[Entries from a collection]
[start]
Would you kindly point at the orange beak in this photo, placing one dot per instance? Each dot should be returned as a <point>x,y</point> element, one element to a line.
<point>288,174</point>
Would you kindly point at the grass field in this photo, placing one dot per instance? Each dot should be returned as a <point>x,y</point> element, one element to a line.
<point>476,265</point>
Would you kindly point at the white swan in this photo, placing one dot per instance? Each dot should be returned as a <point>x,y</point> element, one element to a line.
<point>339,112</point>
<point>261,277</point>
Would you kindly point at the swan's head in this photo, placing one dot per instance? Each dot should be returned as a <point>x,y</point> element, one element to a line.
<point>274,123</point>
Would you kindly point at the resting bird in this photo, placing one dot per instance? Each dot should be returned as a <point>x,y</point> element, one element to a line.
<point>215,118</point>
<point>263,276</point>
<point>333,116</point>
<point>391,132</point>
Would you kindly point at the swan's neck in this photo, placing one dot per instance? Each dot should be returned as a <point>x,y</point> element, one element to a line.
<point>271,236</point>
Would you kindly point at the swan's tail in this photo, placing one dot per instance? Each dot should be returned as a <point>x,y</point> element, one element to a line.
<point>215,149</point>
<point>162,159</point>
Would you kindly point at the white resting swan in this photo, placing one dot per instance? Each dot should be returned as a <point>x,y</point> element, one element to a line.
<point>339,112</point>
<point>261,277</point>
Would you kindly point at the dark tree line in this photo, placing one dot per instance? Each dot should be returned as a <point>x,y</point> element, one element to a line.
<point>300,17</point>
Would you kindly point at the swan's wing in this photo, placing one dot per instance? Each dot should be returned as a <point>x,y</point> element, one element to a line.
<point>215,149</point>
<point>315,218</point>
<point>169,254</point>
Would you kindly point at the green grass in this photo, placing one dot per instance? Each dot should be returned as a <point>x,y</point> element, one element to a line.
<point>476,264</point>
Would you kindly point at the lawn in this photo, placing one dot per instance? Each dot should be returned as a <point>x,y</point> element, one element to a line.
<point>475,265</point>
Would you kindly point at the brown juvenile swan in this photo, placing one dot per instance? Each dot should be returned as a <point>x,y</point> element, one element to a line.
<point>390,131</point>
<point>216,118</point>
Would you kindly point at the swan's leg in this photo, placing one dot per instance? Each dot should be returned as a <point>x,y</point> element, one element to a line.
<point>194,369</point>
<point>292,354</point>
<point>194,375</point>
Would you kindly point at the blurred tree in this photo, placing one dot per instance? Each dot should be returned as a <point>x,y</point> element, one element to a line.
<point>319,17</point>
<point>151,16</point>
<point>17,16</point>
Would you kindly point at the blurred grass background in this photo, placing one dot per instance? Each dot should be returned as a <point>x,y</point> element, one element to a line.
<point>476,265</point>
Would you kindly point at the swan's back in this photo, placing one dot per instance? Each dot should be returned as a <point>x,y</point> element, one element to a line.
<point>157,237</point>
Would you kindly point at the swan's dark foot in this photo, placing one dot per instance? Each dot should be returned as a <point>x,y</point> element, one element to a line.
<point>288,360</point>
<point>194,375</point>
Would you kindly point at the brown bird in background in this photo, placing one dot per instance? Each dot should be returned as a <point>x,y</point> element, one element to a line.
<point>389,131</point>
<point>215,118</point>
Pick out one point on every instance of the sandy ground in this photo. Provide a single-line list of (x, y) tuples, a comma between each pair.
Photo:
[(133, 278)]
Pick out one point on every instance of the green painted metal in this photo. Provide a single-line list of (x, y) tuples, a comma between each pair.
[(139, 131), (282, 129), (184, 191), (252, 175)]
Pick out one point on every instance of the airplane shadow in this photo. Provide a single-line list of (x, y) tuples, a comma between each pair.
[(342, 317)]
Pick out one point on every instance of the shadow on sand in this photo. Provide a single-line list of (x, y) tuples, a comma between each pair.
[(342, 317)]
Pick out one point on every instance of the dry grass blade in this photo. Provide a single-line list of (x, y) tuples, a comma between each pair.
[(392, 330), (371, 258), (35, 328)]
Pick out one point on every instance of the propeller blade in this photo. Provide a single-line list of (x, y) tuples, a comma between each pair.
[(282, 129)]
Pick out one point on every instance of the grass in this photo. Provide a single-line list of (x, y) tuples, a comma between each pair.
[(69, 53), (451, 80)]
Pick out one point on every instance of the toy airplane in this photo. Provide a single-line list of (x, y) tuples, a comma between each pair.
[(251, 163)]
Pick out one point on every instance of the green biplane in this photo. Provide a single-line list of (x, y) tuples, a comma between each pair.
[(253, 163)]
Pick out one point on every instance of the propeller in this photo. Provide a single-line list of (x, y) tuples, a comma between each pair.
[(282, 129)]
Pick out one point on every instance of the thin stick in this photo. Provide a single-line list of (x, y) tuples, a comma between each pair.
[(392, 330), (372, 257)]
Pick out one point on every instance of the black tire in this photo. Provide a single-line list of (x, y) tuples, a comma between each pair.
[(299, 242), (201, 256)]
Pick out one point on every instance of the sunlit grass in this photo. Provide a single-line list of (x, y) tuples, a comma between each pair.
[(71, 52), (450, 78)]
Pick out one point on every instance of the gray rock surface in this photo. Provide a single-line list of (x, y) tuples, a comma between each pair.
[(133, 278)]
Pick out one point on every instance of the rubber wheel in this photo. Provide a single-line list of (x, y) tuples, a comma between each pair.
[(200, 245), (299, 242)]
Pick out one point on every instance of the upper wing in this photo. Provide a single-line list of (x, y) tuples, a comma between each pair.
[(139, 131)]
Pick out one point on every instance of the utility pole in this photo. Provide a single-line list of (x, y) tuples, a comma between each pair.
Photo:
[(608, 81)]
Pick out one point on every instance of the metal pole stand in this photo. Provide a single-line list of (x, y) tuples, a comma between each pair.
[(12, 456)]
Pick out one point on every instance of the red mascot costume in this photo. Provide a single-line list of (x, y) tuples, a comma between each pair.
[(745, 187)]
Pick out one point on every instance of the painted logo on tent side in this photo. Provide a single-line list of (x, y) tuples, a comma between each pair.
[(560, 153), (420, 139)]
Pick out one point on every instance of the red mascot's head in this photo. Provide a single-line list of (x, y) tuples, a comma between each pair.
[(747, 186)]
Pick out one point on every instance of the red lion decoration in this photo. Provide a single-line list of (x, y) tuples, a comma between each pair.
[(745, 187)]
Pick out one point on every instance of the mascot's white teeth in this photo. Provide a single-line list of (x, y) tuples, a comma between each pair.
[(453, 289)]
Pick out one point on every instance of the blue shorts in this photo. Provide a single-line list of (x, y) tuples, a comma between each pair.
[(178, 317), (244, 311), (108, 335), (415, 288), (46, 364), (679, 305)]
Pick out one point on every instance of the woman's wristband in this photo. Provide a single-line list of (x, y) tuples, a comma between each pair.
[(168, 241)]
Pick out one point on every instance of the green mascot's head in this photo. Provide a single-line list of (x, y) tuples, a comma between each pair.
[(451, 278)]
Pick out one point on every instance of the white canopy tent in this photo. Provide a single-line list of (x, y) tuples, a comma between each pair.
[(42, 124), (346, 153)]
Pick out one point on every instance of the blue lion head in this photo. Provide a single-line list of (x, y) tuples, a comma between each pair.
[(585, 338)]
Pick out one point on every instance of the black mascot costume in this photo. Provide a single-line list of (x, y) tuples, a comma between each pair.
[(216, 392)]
[end]
## Task to carry out
Output the entries above as a JSON list of strings, one string for each line and no strings for blank lines.

## Correct result
[
  "Would you kindly point at the orange beak in this photo, placing one dot per instance? Each dot should be returned as a <point>x,y</point> element, one element to a line.",
  "<point>288,174</point>",
  "Would you kindly point at the grass field in this photo, placing one dot per instance? Each dot should be returned as a <point>x,y</point> element, one element to a line.",
  "<point>476,265</point>",
  "Would you kindly point at the white swan in this photo, placing one dot per instance? Each dot should be returned as a <point>x,y</point> element, one element to a line.",
  "<point>339,112</point>",
  "<point>261,277</point>",
  "Would you kindly point at the swan's head in this photo, placing one dot per instance? Each dot should be returned as a <point>x,y</point> element, one element to a line.",
  "<point>274,123</point>",
  "Would you kindly point at the resting bird in this photo, placing one dot per instance? Each dot should be returned as a <point>x,y</point> element, one element to a line.",
  "<point>215,118</point>",
  "<point>263,276</point>",
  "<point>333,116</point>",
  "<point>391,132</point>",
  "Would you kindly point at the swan's neck in this photo, placing one dot per instance? Each dot should be returned as a <point>x,y</point> element, one element to a line.",
  "<point>271,236</point>",
  "Would you kindly point at the swan's tail in this photo, placing one dot per instance? Each dot should be returned as a <point>x,y</point> element, one element to a line.",
  "<point>215,149</point>",
  "<point>162,159</point>",
  "Would you kindly point at the white resting swan in this photo, placing one dot per instance? Each dot should be returned as a <point>x,y</point> element, one element to a line.",
  "<point>339,112</point>",
  "<point>261,277</point>",
  "Would you kindly point at the dark tree line in this photo, placing one dot per instance? Each dot should be returned as a <point>x,y</point> element, one element to a line.",
  "<point>300,17</point>",
  "Would you kindly point at the swan's wing in this photo, placing one dot per instance? Each dot should be returned as a <point>x,y</point> element, one element to a line.",
  "<point>215,149</point>",
  "<point>315,218</point>",
  "<point>169,254</point>",
  "Would you kindly point at the green grass in this photo, placing one dot per instance? Each dot should be returned as a <point>x,y</point> element, one element to a line.",
  "<point>476,264</point>",
  "Would you kindly point at the lawn in this photo, placing one dot per instance? Each dot should be returned as a <point>x,y</point> element, one element to a line.",
  "<point>475,265</point>",
  "Would you kindly point at the brown juvenile swan in this photo, placing one dot per instance? Each dot should be returned as a <point>x,y</point> element, one element to a line.",
  "<point>390,131</point>",
  "<point>216,118</point>",
  "Would you kindly point at the swan's leg in this photo, placing one dot per instance? Each dot should be returned as a <point>x,y</point> element, one element to a line.",
  "<point>194,369</point>",
  "<point>292,354</point>",
  "<point>194,375</point>",
  "Would you kindly point at the blurred tree in this photo, placing one dot per instance? Each dot should be returned as a <point>x,y</point> element, one element to a line.",
  "<point>319,17</point>",
  "<point>151,16</point>",
  "<point>17,16</point>",
  "Would you kindly point at the blurred grass background in this photo, placing one dot per instance? Each dot should be returned as a <point>x,y</point> element, one element to a line.",
  "<point>476,265</point>",
  "Would you kindly point at the swan's back in this photo, placing one dot per instance? Each dot should be returned as a <point>x,y</point> element, one element to a line.",
  "<point>157,237</point>",
  "Would you kindly point at the swan's dark foot in this photo, placing one dot per instance? Each dot should be returned as a <point>x,y</point> element, one element to a line.",
  "<point>288,360</point>",
  "<point>194,375</point>",
  "Would you kindly point at the brown bird in background in this photo, placing one dot per instance? Each dot should be returned as a <point>x,y</point> element, one element to a line.",
  "<point>389,131</point>",
  "<point>215,118</point>",
  "Pick out one point on every instance of the sandy ground in this photo. Provide a single-line list of (x, y) tuples, a comma between each pair.",
  "Photo:",
  "[(133, 278)]",
  "Pick out one point on every instance of the green painted metal in this photo. Provide a single-line list of (x, y) tuples, a comma between each pair.",
  "[(139, 131), (282, 129), (184, 191), (252, 175)]",
  "Pick out one point on every instance of the airplane shadow in this photo. Provide a single-line list of (x, y) tuples, a comma between each pair.",
  "[(342, 317)]",
  "Pick out one point on every instance of the shadow on sand in this photo. Provide a single-line list of (x, y) tuples, a comma between each pair.",
  "[(342, 317)]",
  "Pick out one point on every instance of the dry grass blade in this photo. Provide a single-line list of (x, y) tuples, a comma between each pair.",
  "[(392, 330), (371, 258), (35, 328)]",
  "Pick out one point on every instance of the propeller blade in this photo. Provide a single-line list of (x, y) tuples, a comma between each pair.",
  "[(282, 129)]",
  "Pick out one point on every instance of the grass in this photo. Provide a single-line list of (x, y) tuples, a comma between each pair.",
  "[(69, 53), (451, 80)]",
  "Pick out one point on every instance of the toy airplane in this photo. Provide a single-line list of (x, y) tuples, a comma between each pair.",
  "[(251, 163)]",
  "Pick out one point on every instance of the green biplane in this photo. Provide a single-line list of (x, y) tuples, a comma between each pair.",
  "[(253, 163)]",
  "Pick out one point on every instance of the propeller in this photo. Provide a single-line list of (x, y) tuples, a comma between each pair.",
  "[(282, 129)]",
  "Pick out one point on every instance of the thin stick in this photo. Provide a single-line list of (x, y) tuples, a comma between each pair.",
  "[(392, 330), (372, 257)]",
  "Pick out one point on every instance of the black tire in this photo. Provide a single-line list of (x, y) tuples, a comma between each pair.",
  "[(299, 242), (201, 256)]",
  "Pick out one point on every instance of the sunlit grass in this photo. Provide a single-line list of (x, y) tuples, a comma between each pair.",
  "[(71, 52), (450, 78)]",
  "Pick out one point on every instance of the gray rock surface in this photo. Provide a single-line list of (x, y) tuples, a comma between each pair.",
  "[(133, 278)]",
  "Pick out one point on every instance of the rubber wheel in this photo. Provide a single-line list of (x, y) tuples, a comma between each pair.",
  "[(200, 245), (299, 242)]",
  "Pick out one point on every instance of the upper wing in this photo. Provide a single-line list of (x, y) tuples, a comma between each pair.",
  "[(139, 131)]",
  "Pick out one point on every instance of the utility pole in this photo. Provide a single-line list of (x, y) tuples, a comma between each pair.",
  "Photo:",
  "[(608, 81)]",
  "Pick out one point on every instance of the metal pole stand in this photo. Provide a single-line list of (x, y) tuples, a comma between each pair.",
  "[(12, 456)]",
  "Pick out one point on every instance of the red mascot costume in this photo. Provide a single-line list of (x, y) tuples, a comma between each pair.",
  "[(745, 187)]",
  "Pick out one point on every instance of the painted logo on tent side in this photo. Provide a single-line list of (x, y) tuples, a comma between each pair.",
  "[(560, 153), (420, 139)]",
  "Pick out one point on every instance of the red mascot's head in this photo. Provide a single-line list of (x, y) tuples, a comma between each pair.",
  "[(747, 186)]",
  "Pick out one point on every instance of the red lion decoration in this photo. Provide a single-line list of (x, y) tuples, a comma between each pair.",
  "[(745, 187)]",
  "Pick out one point on every instance of the mascot's white teeth in this photo. Provide a single-line list of (x, y) tuples, a comma between each pair.",
  "[(453, 289)]",
  "Pick out one point on every instance of the blue shorts in this photo. Provide a single-line list of (x, y) tuples, a comma between each pair.",
  "[(178, 317), (244, 311), (108, 335), (415, 288), (46, 364), (679, 305)]",
  "Pick out one point on every instance of the woman's wristband in this photo. Provide a single-line list of (x, y) tuples, a comma between each pair.",
  "[(168, 241)]",
  "Pick out one point on every instance of the green mascot's head in this photo. Provide a single-line list of (x, y) tuples, a comma between each pair.",
  "[(451, 278)]",
  "Pick out one point on every instance of the white canopy tent in this photo. Provide a single-line list of (x, y) tuples, a comma between each pair.",
  "[(42, 124), (346, 153)]",
  "Pick out one point on every instance of the blue lion head in this photo. Provide a single-line list of (x, y) tuples, a comma between each pair.",
  "[(585, 338)]",
  "Pick out one point on every instance of the black mascot costume in this photo. Provide a single-line list of (x, y) tuples, a comma between each pair.",
  "[(216, 392)]"
]